_Compito indicato 1:_ Secondo l'articolo sul Ciro in Babilonia di Pesaro, perché la messa in scena di Davide Livermore risulta ora ancora più fluida?

_Articolo:_
Pesaro, Teatro Rossini, 10 agosto 2016

Il ritorno di Ciro

Dallo Sceicco bianco di Fellini de Il turco in Italia si passa alla Cabiria di Pastrone nella lettura cinematografica del Ciro in Babilonia di Davide Livermore. Presentato nel 2012  in occasione del bicentenario della prima esecuzione e documentato da un DVD della OpusArte, il fortunato spettacolo è giudiziosamente ripreso per la terza serata del ROF versione XXXVII. Ghiotta occasione per godere ancora una volta della geniale e arguta messa in scena ora, se possibile, ancora più fluida in quanto ampiamente collaudata in questi anni. Non si finisce di ammirare gli stupendi costumi di Gianluca Falaschi, i trucchi e le parrucche del nostro Audello, la scenografia e il progetto luci di Nicolas Bovey, lo spettacolare video design della D-WOK.

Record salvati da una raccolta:
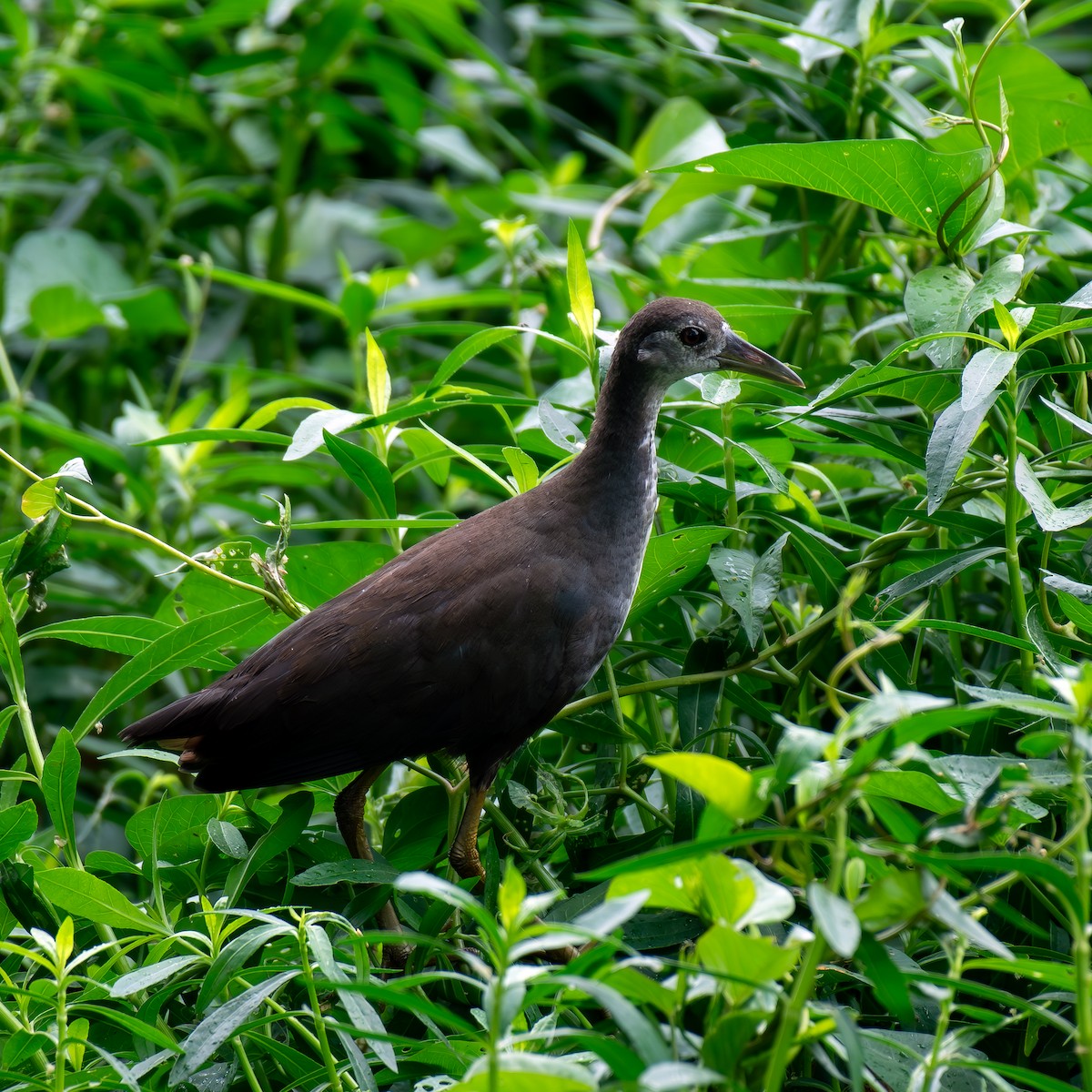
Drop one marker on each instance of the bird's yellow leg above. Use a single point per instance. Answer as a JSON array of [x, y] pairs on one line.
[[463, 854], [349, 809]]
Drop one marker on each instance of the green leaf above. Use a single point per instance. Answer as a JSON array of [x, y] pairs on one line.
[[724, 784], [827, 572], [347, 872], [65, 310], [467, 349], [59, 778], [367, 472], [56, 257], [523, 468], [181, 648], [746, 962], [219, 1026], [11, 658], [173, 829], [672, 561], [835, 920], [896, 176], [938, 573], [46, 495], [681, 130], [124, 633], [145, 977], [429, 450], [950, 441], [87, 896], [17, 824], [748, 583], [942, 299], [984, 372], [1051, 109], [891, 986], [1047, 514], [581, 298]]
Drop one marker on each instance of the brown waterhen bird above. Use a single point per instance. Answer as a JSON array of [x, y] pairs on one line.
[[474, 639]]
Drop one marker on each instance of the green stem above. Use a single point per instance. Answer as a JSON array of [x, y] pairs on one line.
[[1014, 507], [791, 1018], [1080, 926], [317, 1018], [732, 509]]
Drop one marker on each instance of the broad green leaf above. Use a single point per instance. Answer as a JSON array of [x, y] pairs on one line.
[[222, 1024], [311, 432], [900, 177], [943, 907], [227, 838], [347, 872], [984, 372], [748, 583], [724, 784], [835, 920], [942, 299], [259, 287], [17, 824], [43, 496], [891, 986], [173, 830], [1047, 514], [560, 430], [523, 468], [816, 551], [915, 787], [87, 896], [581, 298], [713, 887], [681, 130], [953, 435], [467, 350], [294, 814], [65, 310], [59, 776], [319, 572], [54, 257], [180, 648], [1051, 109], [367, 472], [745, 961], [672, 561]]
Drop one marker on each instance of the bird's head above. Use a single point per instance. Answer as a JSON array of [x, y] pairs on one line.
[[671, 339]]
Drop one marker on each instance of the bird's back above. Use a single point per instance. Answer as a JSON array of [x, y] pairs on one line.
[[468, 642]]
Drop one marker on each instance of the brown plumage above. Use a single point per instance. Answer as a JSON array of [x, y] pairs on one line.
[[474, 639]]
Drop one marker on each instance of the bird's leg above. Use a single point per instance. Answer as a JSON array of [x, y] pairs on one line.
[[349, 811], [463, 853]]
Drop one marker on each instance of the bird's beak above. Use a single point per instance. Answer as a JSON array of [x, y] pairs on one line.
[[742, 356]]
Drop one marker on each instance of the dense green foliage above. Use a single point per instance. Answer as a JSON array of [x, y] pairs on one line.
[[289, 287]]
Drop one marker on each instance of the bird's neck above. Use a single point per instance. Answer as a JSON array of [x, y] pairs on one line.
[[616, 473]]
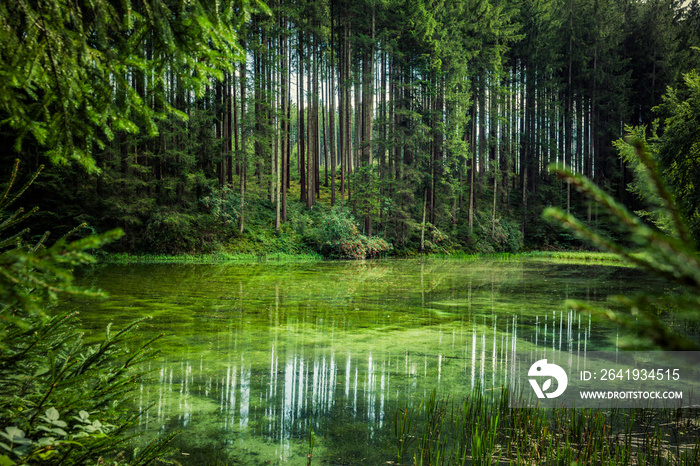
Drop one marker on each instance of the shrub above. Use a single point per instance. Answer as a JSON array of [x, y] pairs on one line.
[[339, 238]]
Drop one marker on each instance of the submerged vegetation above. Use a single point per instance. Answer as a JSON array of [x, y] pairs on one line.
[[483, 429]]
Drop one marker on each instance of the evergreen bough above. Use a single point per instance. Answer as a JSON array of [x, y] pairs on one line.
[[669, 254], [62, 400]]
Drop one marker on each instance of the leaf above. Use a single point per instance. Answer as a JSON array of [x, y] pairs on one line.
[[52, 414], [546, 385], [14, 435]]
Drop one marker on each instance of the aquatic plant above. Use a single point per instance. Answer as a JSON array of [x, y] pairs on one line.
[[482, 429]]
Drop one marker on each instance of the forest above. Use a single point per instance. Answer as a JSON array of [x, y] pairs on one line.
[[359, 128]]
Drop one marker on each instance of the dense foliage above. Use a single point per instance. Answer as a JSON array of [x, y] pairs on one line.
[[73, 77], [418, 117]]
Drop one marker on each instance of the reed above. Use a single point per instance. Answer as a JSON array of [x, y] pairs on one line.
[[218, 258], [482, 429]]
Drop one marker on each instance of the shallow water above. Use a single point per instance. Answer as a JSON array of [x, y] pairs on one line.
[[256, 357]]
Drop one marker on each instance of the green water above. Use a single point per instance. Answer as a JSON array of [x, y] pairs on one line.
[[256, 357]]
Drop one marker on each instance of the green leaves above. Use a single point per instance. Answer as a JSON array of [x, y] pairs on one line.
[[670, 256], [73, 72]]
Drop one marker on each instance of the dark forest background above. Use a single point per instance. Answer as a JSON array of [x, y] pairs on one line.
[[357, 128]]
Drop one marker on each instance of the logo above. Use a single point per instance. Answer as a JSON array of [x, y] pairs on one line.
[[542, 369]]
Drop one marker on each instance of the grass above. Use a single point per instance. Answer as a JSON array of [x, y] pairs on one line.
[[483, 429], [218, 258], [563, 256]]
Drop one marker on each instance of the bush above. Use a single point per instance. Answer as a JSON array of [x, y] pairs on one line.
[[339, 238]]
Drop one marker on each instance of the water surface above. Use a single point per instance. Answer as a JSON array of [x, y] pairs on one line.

* * *

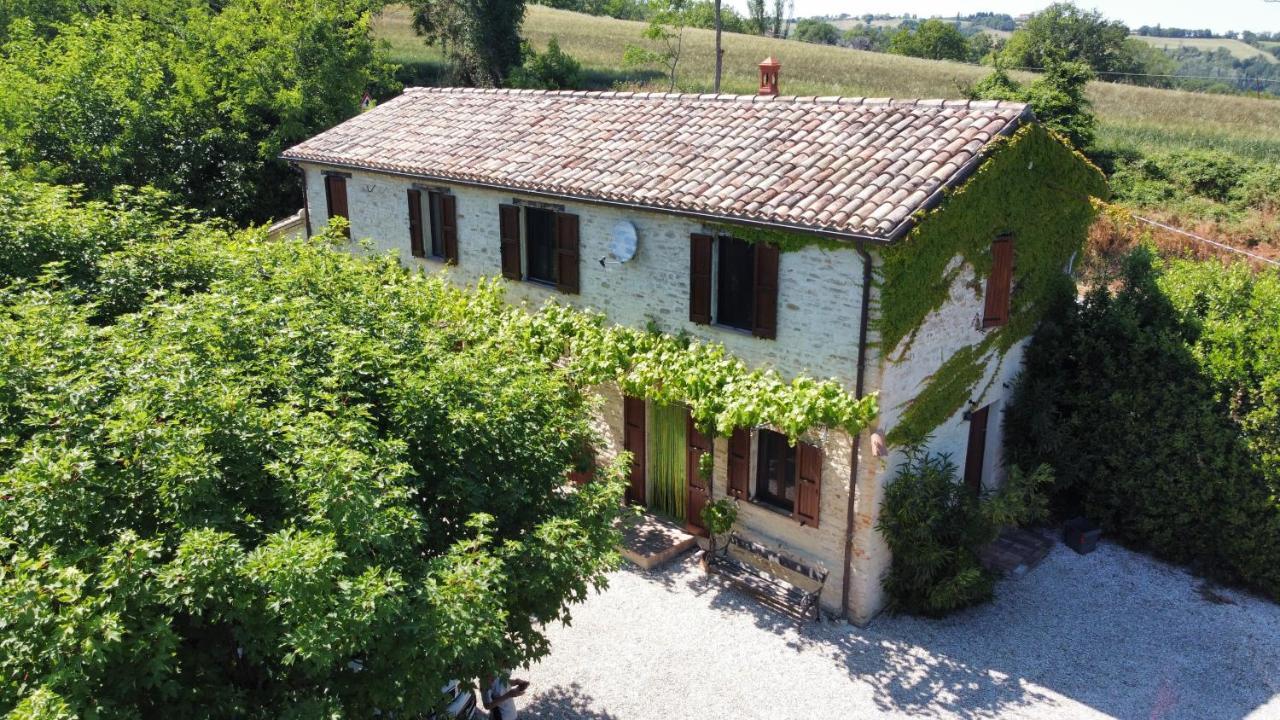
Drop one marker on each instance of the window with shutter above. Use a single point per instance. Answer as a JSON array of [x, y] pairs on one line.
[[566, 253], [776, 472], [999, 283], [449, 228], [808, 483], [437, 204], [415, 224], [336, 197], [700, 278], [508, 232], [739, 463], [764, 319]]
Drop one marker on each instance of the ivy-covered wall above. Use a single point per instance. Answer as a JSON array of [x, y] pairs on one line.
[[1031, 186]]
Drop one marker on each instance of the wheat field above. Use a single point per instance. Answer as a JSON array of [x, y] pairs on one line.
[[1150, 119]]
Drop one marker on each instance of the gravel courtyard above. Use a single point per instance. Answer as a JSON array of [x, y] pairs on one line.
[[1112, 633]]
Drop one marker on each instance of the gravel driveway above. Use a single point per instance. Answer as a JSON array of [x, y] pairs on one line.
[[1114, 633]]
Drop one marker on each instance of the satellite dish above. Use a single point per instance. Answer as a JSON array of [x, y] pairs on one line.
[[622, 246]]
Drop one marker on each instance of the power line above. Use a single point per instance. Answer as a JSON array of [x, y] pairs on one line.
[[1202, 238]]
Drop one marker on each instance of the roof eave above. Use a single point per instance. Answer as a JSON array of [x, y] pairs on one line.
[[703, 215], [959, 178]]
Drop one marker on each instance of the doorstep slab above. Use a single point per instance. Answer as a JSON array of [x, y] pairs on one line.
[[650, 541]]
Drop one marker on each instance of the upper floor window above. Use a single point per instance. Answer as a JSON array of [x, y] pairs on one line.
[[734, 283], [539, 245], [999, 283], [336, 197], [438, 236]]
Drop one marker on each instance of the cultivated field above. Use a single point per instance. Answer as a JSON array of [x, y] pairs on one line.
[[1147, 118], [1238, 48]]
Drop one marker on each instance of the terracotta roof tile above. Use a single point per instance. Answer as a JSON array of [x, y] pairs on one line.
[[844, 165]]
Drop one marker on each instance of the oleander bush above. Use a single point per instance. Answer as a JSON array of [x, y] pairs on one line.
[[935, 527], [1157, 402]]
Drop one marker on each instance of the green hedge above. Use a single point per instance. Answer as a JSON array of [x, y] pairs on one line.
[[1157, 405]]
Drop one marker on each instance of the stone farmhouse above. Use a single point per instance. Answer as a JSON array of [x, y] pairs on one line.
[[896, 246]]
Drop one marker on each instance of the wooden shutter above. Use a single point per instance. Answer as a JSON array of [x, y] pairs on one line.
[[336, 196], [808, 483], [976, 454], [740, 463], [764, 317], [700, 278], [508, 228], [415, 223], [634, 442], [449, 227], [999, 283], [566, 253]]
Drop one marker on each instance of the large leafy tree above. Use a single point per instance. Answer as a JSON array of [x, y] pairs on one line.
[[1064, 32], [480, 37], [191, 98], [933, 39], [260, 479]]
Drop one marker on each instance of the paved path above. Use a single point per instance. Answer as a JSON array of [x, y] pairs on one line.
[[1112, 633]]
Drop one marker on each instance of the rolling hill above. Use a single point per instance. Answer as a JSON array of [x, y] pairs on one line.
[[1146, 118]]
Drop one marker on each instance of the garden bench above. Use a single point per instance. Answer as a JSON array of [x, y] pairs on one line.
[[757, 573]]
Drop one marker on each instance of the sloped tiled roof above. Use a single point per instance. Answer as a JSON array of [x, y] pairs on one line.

_Compito indicato 2:_ Nei record, riscrivi il tratto da "Drop one marker on each instance of the submerged" fino a "[[482, 429]]" sostituendo "evergreen bough" con "pine branch" e lasciando tutto il resto invariato.

_Risposta completa 1:_ Risulta ancora più fluida perché in questi anni è stata ampiamente collaudata.

_Risposta completa 2:_
Drop one marker on each instance of the submerged vegetation above. Use a single point per instance. Answer as a JSON array of [x, y] pairs on one line.
[[483, 429]]
Drop one marker on each instance of the pine branch above. Use a single point per instance. Answer as a JSON array of [x, y] pairs on one line.
[[669, 254], [62, 400]]
Drop one marker on each instance of the leaf above. Use a single point per instance. Answer as a JSON array of [x, y] pairs on one line.
[[52, 414], [546, 385], [14, 435]]
Drop one marker on each instance of the aquatic plant above. Use a single point per instance. Answer as a JSON array of [x, y] pairs on one line.
[[482, 429]]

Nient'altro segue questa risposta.